(Beginning of Exercise materials)

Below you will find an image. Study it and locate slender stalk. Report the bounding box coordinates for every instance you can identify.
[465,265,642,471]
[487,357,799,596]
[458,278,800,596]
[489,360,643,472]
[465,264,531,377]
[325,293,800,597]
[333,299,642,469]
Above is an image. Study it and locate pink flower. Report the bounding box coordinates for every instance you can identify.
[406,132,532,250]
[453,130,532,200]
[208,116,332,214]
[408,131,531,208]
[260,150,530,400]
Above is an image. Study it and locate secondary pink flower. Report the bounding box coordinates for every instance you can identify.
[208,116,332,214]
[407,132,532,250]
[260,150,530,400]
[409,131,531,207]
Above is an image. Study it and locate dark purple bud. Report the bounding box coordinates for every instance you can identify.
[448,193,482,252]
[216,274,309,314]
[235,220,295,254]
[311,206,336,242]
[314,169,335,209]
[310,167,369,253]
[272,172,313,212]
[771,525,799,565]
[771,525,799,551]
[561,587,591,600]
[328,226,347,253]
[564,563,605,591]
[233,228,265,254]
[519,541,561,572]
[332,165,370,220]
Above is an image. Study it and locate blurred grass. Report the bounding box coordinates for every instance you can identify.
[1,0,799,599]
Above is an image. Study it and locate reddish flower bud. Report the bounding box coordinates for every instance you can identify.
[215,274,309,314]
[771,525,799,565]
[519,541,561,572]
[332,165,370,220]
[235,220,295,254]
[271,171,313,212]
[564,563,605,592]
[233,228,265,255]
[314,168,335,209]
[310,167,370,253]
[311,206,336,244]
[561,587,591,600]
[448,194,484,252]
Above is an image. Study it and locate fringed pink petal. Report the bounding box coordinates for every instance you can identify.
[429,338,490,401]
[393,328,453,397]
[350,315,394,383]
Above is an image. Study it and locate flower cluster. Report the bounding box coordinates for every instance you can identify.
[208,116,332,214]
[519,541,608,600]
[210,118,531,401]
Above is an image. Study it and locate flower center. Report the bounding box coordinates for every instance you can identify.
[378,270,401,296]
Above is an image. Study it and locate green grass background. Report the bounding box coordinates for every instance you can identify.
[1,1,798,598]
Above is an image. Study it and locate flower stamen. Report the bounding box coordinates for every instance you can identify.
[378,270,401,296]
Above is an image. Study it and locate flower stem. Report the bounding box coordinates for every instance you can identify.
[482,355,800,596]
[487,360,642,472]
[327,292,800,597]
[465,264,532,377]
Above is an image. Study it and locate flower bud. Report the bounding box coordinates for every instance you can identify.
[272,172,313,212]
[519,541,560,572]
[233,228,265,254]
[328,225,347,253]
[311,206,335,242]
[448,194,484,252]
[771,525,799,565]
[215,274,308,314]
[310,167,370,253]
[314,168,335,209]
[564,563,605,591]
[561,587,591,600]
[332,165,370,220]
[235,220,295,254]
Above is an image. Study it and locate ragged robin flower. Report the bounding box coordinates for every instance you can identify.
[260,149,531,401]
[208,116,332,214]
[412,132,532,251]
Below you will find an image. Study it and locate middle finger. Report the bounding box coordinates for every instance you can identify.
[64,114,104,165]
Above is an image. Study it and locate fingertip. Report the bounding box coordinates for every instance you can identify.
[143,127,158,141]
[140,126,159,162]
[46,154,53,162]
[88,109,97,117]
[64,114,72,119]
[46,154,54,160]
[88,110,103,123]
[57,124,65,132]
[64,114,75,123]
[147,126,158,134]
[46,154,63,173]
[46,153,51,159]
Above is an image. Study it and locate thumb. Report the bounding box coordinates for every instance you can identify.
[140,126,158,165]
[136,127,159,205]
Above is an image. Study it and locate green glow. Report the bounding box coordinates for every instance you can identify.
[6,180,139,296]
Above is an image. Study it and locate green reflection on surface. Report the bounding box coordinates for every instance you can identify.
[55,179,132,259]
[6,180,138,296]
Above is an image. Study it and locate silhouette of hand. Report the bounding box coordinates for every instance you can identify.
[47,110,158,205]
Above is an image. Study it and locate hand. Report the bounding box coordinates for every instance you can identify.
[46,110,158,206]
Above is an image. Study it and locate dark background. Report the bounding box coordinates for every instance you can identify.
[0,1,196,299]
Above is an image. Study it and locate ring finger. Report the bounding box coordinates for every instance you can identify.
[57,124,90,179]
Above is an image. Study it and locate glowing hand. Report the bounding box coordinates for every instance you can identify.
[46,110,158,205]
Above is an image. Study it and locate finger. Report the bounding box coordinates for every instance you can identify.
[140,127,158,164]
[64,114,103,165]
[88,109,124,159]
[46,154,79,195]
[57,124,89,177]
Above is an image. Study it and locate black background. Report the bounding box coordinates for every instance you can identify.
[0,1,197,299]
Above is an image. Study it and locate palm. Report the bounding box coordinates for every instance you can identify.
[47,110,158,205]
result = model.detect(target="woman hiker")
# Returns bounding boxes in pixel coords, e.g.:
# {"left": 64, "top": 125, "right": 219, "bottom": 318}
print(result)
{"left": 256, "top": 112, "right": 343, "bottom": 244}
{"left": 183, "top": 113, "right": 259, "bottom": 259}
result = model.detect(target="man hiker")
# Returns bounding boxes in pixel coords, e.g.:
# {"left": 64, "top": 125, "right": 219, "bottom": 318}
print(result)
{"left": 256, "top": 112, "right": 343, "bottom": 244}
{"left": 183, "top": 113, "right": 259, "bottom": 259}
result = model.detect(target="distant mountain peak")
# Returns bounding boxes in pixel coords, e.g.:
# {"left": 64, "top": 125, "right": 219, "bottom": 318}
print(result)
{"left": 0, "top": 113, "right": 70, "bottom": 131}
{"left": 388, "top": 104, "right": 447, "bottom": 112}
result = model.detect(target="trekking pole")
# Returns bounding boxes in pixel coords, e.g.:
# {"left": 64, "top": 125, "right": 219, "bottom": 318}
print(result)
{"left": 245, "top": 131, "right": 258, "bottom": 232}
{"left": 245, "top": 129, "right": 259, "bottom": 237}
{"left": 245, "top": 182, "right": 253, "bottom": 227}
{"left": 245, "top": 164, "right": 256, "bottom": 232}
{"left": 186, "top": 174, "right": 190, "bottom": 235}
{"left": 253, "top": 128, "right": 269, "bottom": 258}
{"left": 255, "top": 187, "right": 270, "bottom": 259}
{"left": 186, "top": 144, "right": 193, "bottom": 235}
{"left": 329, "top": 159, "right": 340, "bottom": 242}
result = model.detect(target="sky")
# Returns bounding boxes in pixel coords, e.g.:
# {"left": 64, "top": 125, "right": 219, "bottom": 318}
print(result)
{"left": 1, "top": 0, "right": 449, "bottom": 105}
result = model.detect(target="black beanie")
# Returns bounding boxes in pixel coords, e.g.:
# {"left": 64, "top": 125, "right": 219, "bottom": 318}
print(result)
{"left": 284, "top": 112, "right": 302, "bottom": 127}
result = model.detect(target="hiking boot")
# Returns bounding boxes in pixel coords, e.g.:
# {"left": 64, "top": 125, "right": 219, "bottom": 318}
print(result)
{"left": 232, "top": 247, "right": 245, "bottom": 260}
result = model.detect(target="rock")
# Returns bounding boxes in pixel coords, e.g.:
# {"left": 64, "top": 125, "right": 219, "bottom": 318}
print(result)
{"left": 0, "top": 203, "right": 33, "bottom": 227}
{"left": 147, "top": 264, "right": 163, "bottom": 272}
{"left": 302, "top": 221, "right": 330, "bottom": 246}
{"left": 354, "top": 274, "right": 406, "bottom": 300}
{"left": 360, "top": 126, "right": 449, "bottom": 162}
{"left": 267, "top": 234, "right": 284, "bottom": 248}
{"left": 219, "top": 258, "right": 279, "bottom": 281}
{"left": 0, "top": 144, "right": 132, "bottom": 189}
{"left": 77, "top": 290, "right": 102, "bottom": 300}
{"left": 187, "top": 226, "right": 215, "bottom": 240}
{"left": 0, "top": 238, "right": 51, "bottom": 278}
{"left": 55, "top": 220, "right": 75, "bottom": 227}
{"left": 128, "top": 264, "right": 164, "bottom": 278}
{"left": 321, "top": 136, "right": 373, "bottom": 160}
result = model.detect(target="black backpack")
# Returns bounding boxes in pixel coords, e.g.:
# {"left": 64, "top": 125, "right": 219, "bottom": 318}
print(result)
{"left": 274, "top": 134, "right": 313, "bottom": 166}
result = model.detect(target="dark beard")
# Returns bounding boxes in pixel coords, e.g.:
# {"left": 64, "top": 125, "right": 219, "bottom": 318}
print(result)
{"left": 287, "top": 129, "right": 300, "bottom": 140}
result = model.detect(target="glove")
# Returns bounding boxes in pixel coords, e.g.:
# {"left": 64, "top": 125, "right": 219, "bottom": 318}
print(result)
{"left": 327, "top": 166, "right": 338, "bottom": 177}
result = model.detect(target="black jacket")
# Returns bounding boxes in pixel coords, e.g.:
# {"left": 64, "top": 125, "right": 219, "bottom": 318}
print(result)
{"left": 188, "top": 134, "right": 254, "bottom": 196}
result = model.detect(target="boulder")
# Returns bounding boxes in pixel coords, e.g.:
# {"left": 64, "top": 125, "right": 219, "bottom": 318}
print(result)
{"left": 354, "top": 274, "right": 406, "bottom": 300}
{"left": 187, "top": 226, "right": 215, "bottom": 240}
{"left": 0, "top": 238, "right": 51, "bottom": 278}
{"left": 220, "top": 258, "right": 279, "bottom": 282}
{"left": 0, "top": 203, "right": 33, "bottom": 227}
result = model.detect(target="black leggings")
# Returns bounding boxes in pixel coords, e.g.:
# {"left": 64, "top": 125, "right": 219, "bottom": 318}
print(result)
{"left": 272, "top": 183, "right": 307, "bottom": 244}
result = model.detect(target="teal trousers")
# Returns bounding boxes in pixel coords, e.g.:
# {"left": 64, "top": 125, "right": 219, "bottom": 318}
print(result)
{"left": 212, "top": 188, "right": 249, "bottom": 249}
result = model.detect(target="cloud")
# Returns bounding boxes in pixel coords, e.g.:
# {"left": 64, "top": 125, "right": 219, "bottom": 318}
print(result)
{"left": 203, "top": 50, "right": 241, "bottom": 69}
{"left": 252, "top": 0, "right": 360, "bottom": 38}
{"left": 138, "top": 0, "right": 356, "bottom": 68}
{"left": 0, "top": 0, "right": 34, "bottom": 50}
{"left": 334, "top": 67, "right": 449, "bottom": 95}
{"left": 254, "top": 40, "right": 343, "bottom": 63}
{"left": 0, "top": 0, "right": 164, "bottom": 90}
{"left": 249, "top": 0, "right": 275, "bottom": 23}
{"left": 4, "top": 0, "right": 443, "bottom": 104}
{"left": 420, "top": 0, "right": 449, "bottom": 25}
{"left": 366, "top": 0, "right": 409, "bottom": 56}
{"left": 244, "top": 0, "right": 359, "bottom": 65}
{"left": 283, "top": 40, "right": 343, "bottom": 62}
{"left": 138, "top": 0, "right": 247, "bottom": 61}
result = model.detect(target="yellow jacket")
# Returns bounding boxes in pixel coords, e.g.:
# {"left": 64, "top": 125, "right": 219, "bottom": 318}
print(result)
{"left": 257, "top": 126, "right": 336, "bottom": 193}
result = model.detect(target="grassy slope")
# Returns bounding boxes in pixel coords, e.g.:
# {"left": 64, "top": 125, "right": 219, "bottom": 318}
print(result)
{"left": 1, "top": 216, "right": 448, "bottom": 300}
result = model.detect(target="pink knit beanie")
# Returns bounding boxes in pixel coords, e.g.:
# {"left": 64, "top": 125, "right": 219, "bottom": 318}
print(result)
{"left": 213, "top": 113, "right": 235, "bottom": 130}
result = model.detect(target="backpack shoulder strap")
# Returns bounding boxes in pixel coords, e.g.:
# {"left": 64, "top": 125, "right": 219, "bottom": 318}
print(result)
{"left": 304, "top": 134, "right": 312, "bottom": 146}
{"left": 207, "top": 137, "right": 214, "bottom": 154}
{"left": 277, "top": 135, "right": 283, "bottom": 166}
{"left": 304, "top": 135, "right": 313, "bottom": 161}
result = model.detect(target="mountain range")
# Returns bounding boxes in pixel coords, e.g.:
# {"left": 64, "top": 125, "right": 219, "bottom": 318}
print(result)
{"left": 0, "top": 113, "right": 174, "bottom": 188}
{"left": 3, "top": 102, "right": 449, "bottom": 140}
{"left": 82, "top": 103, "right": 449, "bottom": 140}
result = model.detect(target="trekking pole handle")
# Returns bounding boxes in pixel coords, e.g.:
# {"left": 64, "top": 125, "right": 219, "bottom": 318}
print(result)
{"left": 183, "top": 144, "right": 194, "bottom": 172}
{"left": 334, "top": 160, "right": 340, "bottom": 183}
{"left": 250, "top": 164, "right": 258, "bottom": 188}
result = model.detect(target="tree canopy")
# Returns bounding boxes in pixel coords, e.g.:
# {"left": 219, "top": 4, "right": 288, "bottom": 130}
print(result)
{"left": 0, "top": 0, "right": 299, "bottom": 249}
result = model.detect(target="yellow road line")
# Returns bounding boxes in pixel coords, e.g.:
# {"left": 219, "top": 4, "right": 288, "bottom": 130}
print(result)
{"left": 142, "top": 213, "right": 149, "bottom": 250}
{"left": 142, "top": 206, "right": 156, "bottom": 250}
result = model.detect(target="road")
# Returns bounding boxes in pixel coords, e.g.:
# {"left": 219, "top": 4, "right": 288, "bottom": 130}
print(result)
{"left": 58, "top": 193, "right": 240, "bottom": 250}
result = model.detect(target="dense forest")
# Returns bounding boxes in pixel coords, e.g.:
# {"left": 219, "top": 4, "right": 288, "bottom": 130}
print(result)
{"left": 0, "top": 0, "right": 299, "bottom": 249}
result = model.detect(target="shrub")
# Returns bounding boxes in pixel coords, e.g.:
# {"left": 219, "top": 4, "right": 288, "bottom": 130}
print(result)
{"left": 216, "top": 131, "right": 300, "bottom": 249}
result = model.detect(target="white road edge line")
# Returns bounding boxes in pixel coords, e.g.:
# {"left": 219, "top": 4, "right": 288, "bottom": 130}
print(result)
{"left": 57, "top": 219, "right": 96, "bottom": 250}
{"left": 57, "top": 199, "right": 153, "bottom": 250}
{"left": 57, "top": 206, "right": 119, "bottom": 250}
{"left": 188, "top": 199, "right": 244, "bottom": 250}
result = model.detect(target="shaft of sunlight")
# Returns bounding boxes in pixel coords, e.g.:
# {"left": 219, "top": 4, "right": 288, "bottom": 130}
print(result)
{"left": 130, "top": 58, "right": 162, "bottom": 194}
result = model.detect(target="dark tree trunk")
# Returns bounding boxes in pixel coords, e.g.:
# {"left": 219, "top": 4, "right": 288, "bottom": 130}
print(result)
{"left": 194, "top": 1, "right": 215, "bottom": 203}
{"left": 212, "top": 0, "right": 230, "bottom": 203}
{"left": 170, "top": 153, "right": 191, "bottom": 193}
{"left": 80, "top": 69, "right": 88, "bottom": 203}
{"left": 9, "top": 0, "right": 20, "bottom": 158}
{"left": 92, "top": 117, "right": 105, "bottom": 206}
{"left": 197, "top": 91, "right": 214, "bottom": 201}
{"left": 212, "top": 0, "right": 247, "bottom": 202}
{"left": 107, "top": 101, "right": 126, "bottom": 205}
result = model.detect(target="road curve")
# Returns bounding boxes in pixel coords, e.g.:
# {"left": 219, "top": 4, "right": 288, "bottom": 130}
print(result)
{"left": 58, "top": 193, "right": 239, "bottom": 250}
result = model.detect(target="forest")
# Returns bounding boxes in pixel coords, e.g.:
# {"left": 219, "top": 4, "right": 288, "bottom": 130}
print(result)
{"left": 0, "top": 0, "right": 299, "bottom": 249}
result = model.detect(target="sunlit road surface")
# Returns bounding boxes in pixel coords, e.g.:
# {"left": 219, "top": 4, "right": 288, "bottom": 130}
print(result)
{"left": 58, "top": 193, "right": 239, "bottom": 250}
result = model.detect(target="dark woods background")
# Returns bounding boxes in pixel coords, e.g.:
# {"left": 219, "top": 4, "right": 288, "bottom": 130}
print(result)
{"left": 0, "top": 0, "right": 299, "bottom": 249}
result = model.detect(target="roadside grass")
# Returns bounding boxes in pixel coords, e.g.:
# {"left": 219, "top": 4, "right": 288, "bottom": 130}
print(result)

(End of Exercise materials)

Exercise requirements
Copy down every line of the material above that includes the string "hiker".

Task output
result = model.detect(target="woman hiker")
result = model.detect(target="man hiker")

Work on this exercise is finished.